An exact transcription of every entry is required, with the images left out.
────────────────────
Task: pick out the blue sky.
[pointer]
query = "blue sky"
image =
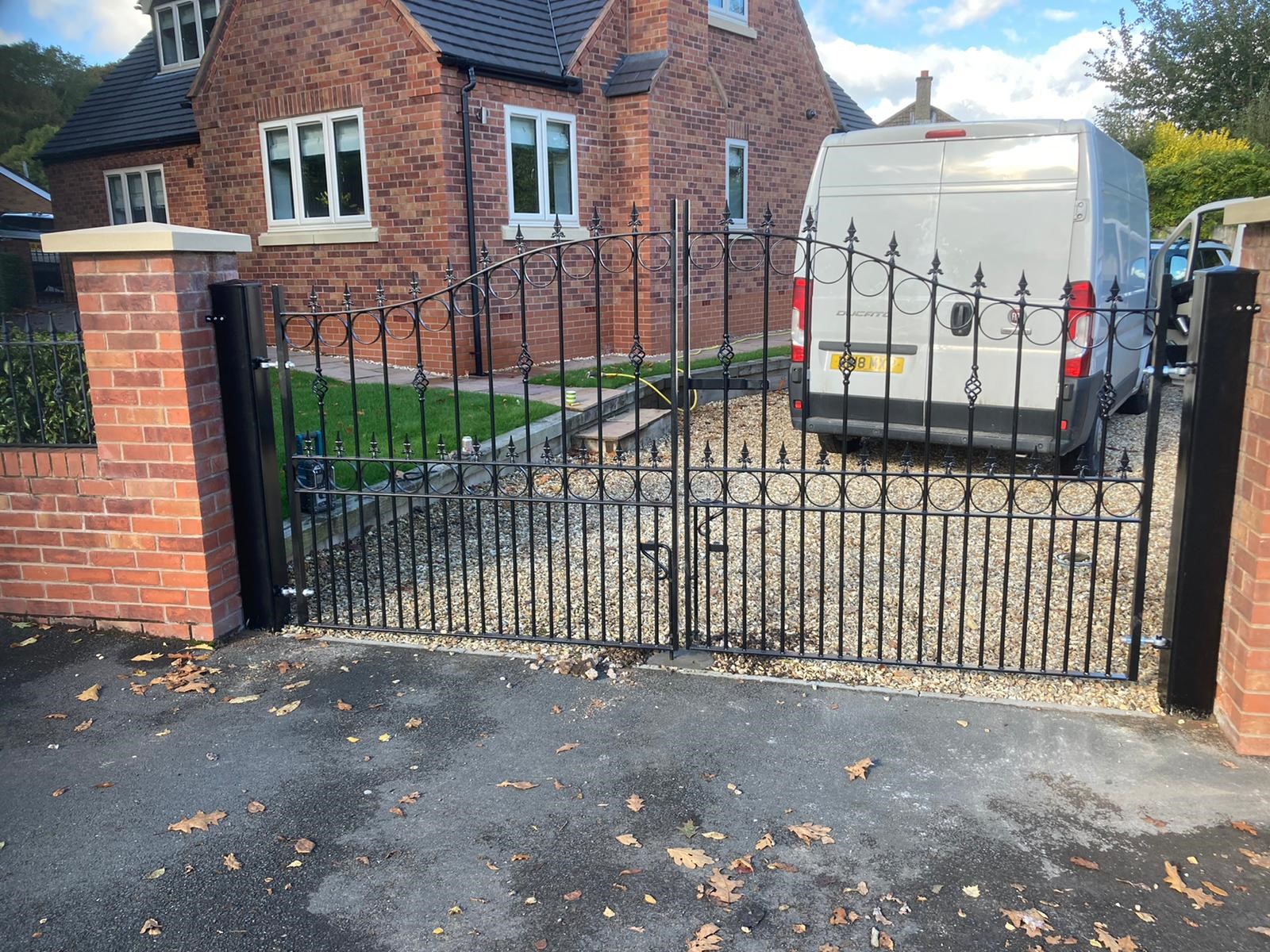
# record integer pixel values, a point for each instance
(991, 59)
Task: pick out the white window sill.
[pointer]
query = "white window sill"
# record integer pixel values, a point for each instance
(544, 232)
(730, 25)
(319, 236)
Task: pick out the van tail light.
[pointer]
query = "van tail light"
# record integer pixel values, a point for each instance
(798, 319)
(1080, 330)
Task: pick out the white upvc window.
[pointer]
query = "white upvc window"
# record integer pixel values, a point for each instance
(541, 167)
(315, 171)
(137, 194)
(732, 10)
(738, 181)
(183, 29)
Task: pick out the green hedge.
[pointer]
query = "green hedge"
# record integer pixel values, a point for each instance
(44, 390)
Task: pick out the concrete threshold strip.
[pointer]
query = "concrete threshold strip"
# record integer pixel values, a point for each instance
(691, 668)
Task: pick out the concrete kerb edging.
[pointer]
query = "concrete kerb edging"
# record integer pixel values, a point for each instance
(760, 678)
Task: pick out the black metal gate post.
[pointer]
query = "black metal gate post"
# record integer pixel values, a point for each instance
(1221, 332)
(241, 355)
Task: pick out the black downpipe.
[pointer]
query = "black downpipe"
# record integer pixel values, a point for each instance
(471, 217)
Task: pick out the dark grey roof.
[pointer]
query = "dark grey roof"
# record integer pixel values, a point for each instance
(533, 37)
(634, 73)
(850, 116)
(137, 107)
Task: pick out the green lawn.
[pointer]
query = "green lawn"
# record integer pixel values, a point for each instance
(404, 404)
(586, 378)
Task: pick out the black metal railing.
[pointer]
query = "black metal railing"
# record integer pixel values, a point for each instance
(44, 382)
(937, 476)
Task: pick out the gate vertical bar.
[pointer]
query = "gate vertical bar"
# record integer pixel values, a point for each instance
(673, 581)
(289, 435)
(1166, 308)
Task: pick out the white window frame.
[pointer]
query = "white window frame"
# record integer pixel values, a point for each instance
(541, 117)
(743, 145)
(329, 221)
(145, 190)
(182, 63)
(722, 10)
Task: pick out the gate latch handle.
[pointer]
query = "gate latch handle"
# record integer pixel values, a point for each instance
(654, 550)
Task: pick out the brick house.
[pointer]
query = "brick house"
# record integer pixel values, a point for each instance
(251, 116)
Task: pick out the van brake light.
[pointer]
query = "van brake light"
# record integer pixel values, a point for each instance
(798, 319)
(1080, 330)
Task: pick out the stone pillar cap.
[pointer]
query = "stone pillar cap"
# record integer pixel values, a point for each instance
(144, 238)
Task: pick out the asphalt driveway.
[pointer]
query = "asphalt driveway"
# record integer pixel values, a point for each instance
(962, 835)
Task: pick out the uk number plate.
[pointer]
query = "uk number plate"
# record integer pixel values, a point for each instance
(870, 363)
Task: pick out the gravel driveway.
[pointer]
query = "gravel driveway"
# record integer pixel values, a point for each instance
(963, 587)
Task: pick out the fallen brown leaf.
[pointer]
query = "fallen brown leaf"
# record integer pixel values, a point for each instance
(859, 771)
(724, 890)
(689, 858)
(1111, 943)
(706, 939)
(1033, 922)
(198, 822)
(1198, 898)
(812, 833)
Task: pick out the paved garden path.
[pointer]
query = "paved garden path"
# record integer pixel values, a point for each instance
(969, 809)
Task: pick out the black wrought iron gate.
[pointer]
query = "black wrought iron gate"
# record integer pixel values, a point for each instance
(734, 441)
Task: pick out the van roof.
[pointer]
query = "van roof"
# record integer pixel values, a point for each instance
(997, 129)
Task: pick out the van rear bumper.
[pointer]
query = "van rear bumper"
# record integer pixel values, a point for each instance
(950, 423)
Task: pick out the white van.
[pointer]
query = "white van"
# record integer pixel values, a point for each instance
(1053, 200)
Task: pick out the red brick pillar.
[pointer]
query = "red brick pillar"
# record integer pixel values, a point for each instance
(1244, 666)
(146, 531)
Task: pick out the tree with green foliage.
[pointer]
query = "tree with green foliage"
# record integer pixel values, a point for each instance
(42, 86)
(1198, 63)
(1189, 169)
(25, 152)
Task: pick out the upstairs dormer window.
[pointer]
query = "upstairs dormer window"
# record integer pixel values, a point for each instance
(736, 10)
(183, 29)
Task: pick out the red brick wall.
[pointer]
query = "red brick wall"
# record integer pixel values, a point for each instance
(1244, 670)
(79, 190)
(137, 533)
(19, 198)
────────────────────
| PROBLEM SOLUTION |
Task: pick out the blue sky.
[pointer]
query = "blue sky"
image =
# record integer pixel values, a point for each instance
(991, 59)
Task: pick out the white window sill.
[pointer]
query = "white window sill"
# record integer pixel values, a point for each instance
(544, 232)
(730, 25)
(319, 236)
Task: pick out the van tail light.
[pointer]
query = "van tail light"
# record integer pixel values, a point for each instance
(798, 319)
(1080, 330)
Task: pick out the white upvc window.
[pointer]
query = "white upvc window"
# record integer pixel values, a point for each instance
(541, 167)
(315, 171)
(137, 194)
(732, 10)
(738, 181)
(183, 29)
Task: pick out the green hedge.
[pointer]
query = "green hedge"
# record integer pixel values, a point for each instance
(44, 390)
Task: pick out the concrete threshold strip.
[pointer]
query = "concrete threshold strip"
# record integer pixel values, a point for each instance
(691, 668)
Task: pick out the concrete kerb edging.
[pointer]
query = "concrete kerb edging"
# record integer pixel values, a point for each instance
(760, 678)
Task: pick out the black metal gate post.
[pointer]
query = "black metal gate post"
# record integer pixel values, a point for each instance
(1221, 332)
(241, 355)
Task: pick out the black downpipe.
[pointer]
query = "black downpipe"
# record integer pixel values, a point for each instance
(471, 217)
Task: pick out the dark grey roof.
[pointer]
query = "dark grey roof"
# record integer pixel values, a point for each instance
(533, 37)
(634, 73)
(850, 116)
(137, 107)
Task: pick out the green lawn.
[pointer]
query = "green lawn"
# record integer pixel values, a point for each instance
(404, 404)
(586, 378)
Task: pick out the black metal railing.
[pointer]
query = "black metal railing"
# record integer pixel values, a point for each instance
(44, 382)
(937, 476)
Task: pick out the gate vertical bar.
[pointer]
query = "gate vertical bar"
# record integer pixel values, a point for each instance
(673, 581)
(289, 435)
(1166, 308)
Task: pick out the white window frame.
[pointer]
query = "white window frame"
# record integer pixel values, a point for each instance
(541, 117)
(743, 145)
(329, 221)
(145, 190)
(182, 63)
(722, 10)
Task: pick out the gate latch handle.
[pointer]
query = "gate latch handle"
# record integer pixel values, a point for each instance
(654, 550)
Task: pick out the brick house.
[pointer]
query = "brick house"
# record integer pixel values, a point for each instance
(251, 116)
Task: pick out the van brake light.
[pointer]
query = "van brake light"
# record integer pixel values, a point for each instance
(798, 319)
(1080, 330)
Task: pick out the stone pillar cap.
[pointer]
query = "stone pillar cap"
# record integer pixel values, a point for each instance
(144, 238)
Task: pick out the asphalt driveway.
[pointer]
query = "asphalt driveway"
# record integer pixel values, a point for each instance
(962, 835)
Task: pick out the uk number plate.
[pointer]
query = "uk number plate"
# record integer pixel values, a point for each instance
(870, 363)
Task: pick out the gravel driveway.
[pointer]
query = "gravel driveway"
# record integer pixel values, a point for each instance
(963, 587)
Task: pick out the fallen brown leaf.
[pointer]
query = "fallen brown leaf"
# record integer pixel values, a point for each instance
(859, 771)
(724, 890)
(689, 858)
(1111, 943)
(706, 939)
(1033, 922)
(198, 822)
(1198, 898)
(812, 833)
Task: pick out the paved garden path.
[pointer]
query = "paved garden path"
# record integer pixel values, a point for each instance
(969, 809)
Task: pick out the black wrought iron gate.
[pointer]
query = "black wrought iron gate"
# record integer pixel values, a point for each instance
(734, 441)
Task: pick out the van roof.
[pointer]
query = "van roof"
# record integer pixel values, a point for each instance
(997, 129)
Task: pick out the van rear bumper.
[pointer]
query = "van rear bumper"
# record integer pixel values, a point for each instance
(950, 423)
Task: pick out the white van.
[pointer]
query = "white van"
# record integer pixel values, a point for each instance
(1053, 200)
Task: pick out the red brick pillar.
[pointer]
query = "red brick pillar"
# record integer pixel values, a point for each instance
(1244, 666)
(146, 531)
Task: pick out the tree with green foliage.
[pointer]
query = "tree with green foliage"
# record integer pixel values, a point for each instance
(42, 86)
(1198, 63)
(1189, 169)
(25, 152)
Task: pick out the upstairs dormer window.
[pointer]
query = "upstairs dormer window"
# record integer pixel values, a point for each instance
(736, 10)
(183, 29)
Task: pick out the red brick wall.
[pointer]
query = "red brick wall"
# record integer pixel values, a point for each instance
(1244, 670)
(79, 190)
(137, 533)
(19, 198)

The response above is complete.